TUGAS PENGERJAAN
• 1. Jawab pertanyaan berikut berdasarkan berita tentang petani garam Cirebon.
(a) Dengan pihak mana para petani garam di Kabupaten Cirebon masih terikat?
(b) Siapa Ketua Asosiasi Petani Garam Cirebon?
(c) Menurut ketua asosiasi tersebut, berapa lama waktu minimal untuk memperoleh hasil produksi garam berkualitas baik?
• 2. Lanjutkan berita tentang petani garam Cirebon setelah kalimat terakhirnya.

KUTIPAN PILIHAN
______
Cirebon - Masih terikatnya para petani garam di Kabupaten Cirebon dengan tengkulak, membuat hasil produksi baik dari sisi kualitas maupun kwantitas menjadi kurang baik. Pasalnya, petani mengejar agar secepat agar garam bisa segera diuangkan, demi membayar hutang pada tengkulak.
Kondidi tersebut, membuat target pemerintah akan swasembada garam baik daerah maupun skala nasional, sulit tercapai.
Hal itu disampaikan Ketua Asosiasi
Petani Garam Cirebon, M Insyaf Supriyadi, menanggapi sulit tercapainya
target swasembada garam 2015, yang dicanangkan pemerintah beberapa bulan
lalu.
“Sepertinya sulit tercapai, bahkan meski
dibantu program Pugar (Pemberdayaan Usaha Garam Rakyat, red) sekalipun.
Petani garam itu kebutuhannya harian, bukan mingguan. Sementara untuk
memeperoleh hasil produksi garam dengan kualitas yang baik, minimal
empat hari sampai satu minggu,” kata Insyaf.
______
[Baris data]
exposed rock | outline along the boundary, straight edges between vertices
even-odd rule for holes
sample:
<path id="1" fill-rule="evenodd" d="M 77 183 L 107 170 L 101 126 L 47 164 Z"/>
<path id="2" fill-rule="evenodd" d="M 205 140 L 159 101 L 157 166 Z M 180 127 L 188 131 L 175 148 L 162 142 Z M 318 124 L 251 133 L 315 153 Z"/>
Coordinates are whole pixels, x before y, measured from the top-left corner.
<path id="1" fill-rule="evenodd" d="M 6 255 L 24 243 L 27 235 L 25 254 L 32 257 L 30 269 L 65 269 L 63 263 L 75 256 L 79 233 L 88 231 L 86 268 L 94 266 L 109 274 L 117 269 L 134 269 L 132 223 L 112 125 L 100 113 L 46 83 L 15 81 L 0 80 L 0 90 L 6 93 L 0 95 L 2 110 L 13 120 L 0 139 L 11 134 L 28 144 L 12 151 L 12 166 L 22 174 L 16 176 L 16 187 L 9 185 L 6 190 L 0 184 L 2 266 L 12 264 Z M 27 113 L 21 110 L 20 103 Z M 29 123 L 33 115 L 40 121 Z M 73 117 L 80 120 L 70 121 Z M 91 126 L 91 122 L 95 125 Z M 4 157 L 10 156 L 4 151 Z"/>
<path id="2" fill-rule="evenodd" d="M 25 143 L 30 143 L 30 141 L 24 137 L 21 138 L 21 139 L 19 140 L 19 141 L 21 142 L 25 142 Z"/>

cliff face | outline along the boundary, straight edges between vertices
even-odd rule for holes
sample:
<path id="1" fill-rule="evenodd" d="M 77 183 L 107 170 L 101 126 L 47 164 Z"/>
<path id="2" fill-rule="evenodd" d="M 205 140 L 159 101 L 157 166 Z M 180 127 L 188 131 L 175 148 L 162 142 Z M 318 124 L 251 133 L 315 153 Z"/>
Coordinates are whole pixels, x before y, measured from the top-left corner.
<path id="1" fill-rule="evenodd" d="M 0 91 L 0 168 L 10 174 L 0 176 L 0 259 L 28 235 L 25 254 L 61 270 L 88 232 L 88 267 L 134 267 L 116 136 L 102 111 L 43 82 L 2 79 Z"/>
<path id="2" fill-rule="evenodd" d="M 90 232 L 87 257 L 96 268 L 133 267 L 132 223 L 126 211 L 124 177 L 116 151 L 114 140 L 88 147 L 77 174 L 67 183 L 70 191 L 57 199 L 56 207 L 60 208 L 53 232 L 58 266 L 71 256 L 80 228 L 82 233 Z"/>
______
JAWABAN YANG DIHARAPKAN
• 1.
(a) Tengkulak.
(b) M Insyaf Supriyadi.
(c) Empat hari sampai satu minggu.

• 2.
Kondisi itulah, menurut Insyaf, yang
membuat para petani terjerat dengan tengkulak. Untuk memenuhi kebutuhan
hidup keluarga, petani garam terpaksa meminjam kepada para tengkulak.
“Bagaimana kualitas garam bisa bagus
jika petani garam di sini mempercepat panen agar bisa membayar
tengkulak. Ini yang membuat kualitas dan kuantitas garam menjadi kurang
bagus,” kata Insyaf.
Pada sisi lain, lanjut Insyaf, bantuan pemerintah melalui Program PUGAR juga tidak terlalu membantu.
“Harapan kami dulu itu, adanya program
Pugar ini dapat membiayai ongkos produksi supaya petani tidak terikat
kepada tengkulak. Sehingga harganya stabil dengan kualitas garamnya yang
bagus. Nanti yang membelinya kami dari koperasi maupun asosiasi.
Ternyata Pugar ini tidak sesuai dengan harapan para petani. Padahal
program ini digulirkan selama tiga tahun berturut-turut,” ujar Insyaf.
Insyaf menjelaskan, kurangan tepatnya
sasaran program Pugar karena ada perubahan di tingkat kementrian yang
mengelola program tersebut. Dulu, lanjut Insyaf, pengelolaan Pugar ada
di Kementerian Perindustrian namun saat program mau jalan, kewenangannya
berpindah ke Kementerian Kelautan.
Perubahan kewenangan itu, menurutnya,
berimbas pada biaya bantuan per hektar yang diterima petani jadi lebih
kecil. Akibatnya penati garam masih kekurangan modal.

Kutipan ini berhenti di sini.